SHORT EXERCISE 1:
Answer these about the post-commit hook thread:
(a) According to Ryan Schmidt, where do error messages from hook scripts go?
(b) Which repository type does he say to make sure you have?
(c) At what time does Joe commit r101 in the timing scenario?
SHORT EXERCISE 2: In the post-commit hook thread, why might backgrounding the hook with "svn update &" cause trouble?
SHORT EXERCISE 3: List every file system path given in the post-commit hook thread, counting a path only once even if it appears more than once.

READING PASSAGE:
· · · · ·
Not a great decision, I must say. How hard would it be to have them
appear in Apache's error log?
>> - I don't want this to slow down commits if I can help it. Is it OK
>> to background the hook script, i.e. to have "svn update &" in the
>> post-commit file?
>
> I would definitely recommend spawning off another process somehow, but
> simply "svn update &" may be too simplistic. If Bob commits r100 at
> 12:00:00 and the svn update process gets spawned at 12:00:01 and takes
> 10 seconds to complete, and Joe commits r101 at 12:00:02 firing off
> another svn update process at 12:00:03, then Joe's update process will
> probably throw an error that the working copy is in use / dirty /
> whatever it says
If the update instead waited for the working copy to be unlocked, rather
than failing immediately, there wouldn't be a problem. Is this an issue
only when the hook script is backgrounded, or does it also appy in the
normal case? Is there a lock somewhere that is not released until the
post-commit hook has finished? I had assumed that the locks were
released at the point of commit.
Cheers,
--Phil.
---------------------------------------------------------------------
To unsubscribe, e-mail: users-unsubscribe@subversion.tigris.org
For additional commands, e-mail: users-help@subversion.tigris.org
Re: Update from post-commit hook
Posted by Ryan Schmidt <su...@ryandesign.com>.
On Nov 9, 2005, at 21:05, Phil Endecott wrote:
> Dear All,
>
> I have been thinking about using a post-commit hook to keep a
> public "latest snapshot" of part of the repository up to date.
> This could be as simple as putting
>
> cd /latest/snapshot/; svn update
The hook script runs with no environment. You'll need to call any
executables by their complete path, e.g. /usr/bin/svn. You can test
your hook script on the command line by running something like env -
i /path/to/hooks/post-commit . This is useful for debugging because...
> in the post-commit hook. I've done some quick experiments which
> have not been very sucessful, so I have some questions:
>
> - Where do error messages from the hook scripts go? (Using Apache.)
...error messages go nowhere. You can redirect them to a log file if
you so desire, like
cd /latest/snapshot
/usr/bin/svn update 2>/path/to/svnupdate.log
> - Access is normally via Apache; is the nested call to svn OK, or
> does /latest/snapshot/ need to be a file: checkout, or what? (One
> of my experiments led to a runaway svn process, making me think
> that something recursive was going on.)
It should be ok, but I would recommend using a file:/// checkout
instead because it will be faster. Make sure you have a FSFS
repository, as BDB repositories have problems with concurrent access
over different protocols.
> - (Possibly related to the above:) I rquire HTTP AUTH for both read
> and write to the repository. How can the apache user, who runs the
> hook script, authenticate itself in the nested call?
You would need to figure out where the Apache user's home is, set up
a .subversion directory with cached authentication credentials
inside. It'll be easier if you just use a file:/// checkout and
bypass all that.
· · · · ·
(Photo object pointing records)
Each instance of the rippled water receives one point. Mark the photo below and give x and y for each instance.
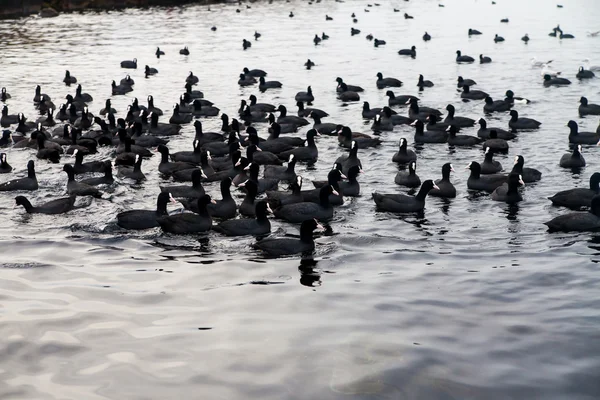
(473, 300)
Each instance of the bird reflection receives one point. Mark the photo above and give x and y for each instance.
(308, 275)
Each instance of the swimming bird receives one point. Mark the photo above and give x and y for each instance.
(574, 159)
(58, 206)
(484, 60)
(445, 187)
(404, 155)
(408, 178)
(184, 223)
(528, 175)
(412, 52)
(387, 82)
(287, 246)
(403, 203)
(463, 59)
(487, 183)
(522, 123)
(509, 192)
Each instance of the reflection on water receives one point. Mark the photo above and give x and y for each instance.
(470, 299)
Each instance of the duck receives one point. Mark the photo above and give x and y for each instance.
(346, 137)
(577, 137)
(459, 122)
(399, 100)
(264, 85)
(463, 59)
(528, 175)
(58, 206)
(5, 167)
(428, 137)
(334, 178)
(412, 52)
(579, 197)
(404, 155)
(522, 123)
(306, 111)
(409, 179)
(75, 188)
(279, 198)
(107, 179)
(278, 247)
(350, 160)
(27, 183)
(387, 82)
(347, 95)
(167, 167)
(496, 144)
(461, 82)
(484, 132)
(145, 219)
(4, 95)
(352, 88)
(585, 108)
(149, 71)
(550, 81)
(574, 159)
(69, 79)
(8, 119)
(257, 226)
(129, 64)
(509, 192)
(492, 106)
(587, 221)
(489, 165)
(469, 94)
(445, 188)
(184, 223)
(460, 140)
(403, 203)
(300, 212)
(306, 97)
(510, 98)
(84, 168)
(484, 59)
(134, 173)
(487, 183)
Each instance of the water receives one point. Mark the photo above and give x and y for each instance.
(471, 300)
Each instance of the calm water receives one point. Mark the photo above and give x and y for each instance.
(474, 300)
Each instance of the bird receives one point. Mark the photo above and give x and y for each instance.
(58, 206)
(574, 159)
(278, 247)
(403, 203)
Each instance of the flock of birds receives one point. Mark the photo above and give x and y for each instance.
(236, 155)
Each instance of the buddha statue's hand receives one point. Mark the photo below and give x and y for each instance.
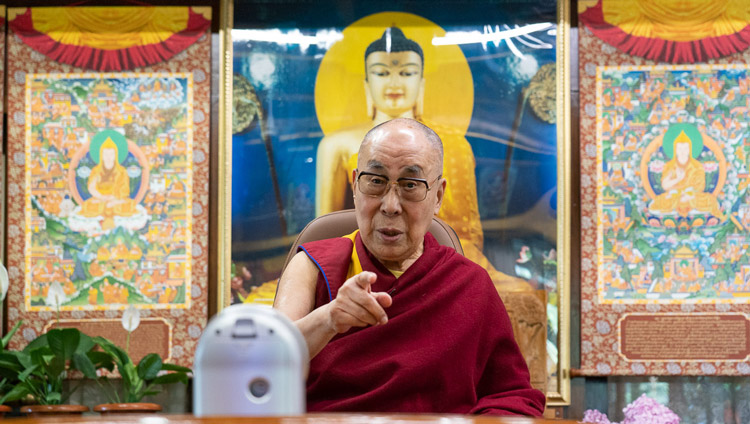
(356, 305)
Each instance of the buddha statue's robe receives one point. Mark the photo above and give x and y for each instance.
(460, 208)
(115, 183)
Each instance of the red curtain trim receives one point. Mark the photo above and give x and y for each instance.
(664, 50)
(109, 60)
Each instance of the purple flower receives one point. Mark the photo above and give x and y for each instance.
(595, 417)
(648, 410)
(643, 410)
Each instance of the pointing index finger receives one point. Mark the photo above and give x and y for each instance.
(365, 279)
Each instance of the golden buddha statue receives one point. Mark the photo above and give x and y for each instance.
(394, 88)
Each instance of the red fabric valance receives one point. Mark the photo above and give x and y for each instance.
(662, 50)
(104, 59)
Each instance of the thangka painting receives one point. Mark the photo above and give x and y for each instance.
(108, 174)
(303, 102)
(106, 210)
(665, 166)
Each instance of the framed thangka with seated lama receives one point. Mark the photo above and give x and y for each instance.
(108, 174)
(665, 282)
(486, 76)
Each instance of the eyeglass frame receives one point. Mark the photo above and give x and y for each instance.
(389, 183)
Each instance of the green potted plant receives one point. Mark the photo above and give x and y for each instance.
(138, 380)
(8, 377)
(44, 364)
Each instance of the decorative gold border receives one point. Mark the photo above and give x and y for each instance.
(170, 328)
(561, 396)
(226, 21)
(564, 198)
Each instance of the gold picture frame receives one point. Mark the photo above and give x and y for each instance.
(559, 393)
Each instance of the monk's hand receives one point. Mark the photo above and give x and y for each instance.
(356, 305)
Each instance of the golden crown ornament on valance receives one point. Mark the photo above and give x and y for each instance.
(674, 31)
(109, 38)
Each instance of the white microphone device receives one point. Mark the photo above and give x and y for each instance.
(250, 361)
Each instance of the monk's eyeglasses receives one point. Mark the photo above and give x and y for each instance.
(409, 189)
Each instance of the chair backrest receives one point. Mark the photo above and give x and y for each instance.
(341, 223)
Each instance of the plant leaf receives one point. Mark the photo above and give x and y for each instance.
(175, 377)
(101, 359)
(10, 334)
(83, 364)
(27, 372)
(85, 344)
(63, 342)
(149, 367)
(53, 398)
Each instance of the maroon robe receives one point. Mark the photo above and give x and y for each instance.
(448, 346)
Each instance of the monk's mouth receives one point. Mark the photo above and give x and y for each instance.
(390, 234)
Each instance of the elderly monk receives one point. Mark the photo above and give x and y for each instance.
(395, 322)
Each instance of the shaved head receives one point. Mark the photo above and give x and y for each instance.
(431, 136)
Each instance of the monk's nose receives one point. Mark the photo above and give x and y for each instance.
(390, 204)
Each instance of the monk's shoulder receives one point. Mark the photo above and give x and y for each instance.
· · · · ·
TASK SOLUTION 1:
(a) Nowhere, unless you redirect them to a log file.
(b) An FSFS repository.
(c) 12:00:02.

TASK SOLUTION 2: A second commit can start another update while the first is still running. In the thread's example, Bob's update for r100 starts at 12:00:01 and takes 10 seconds. Joe's update for r101 starts at 12:00:03, so it will probably fail with an error that the working copy is in use.

TASK SOLUTION 3:
/latest/snapshot/
/usr/bin/svn
/path/to/hooks/post-commit
/path/to/svnupdate.log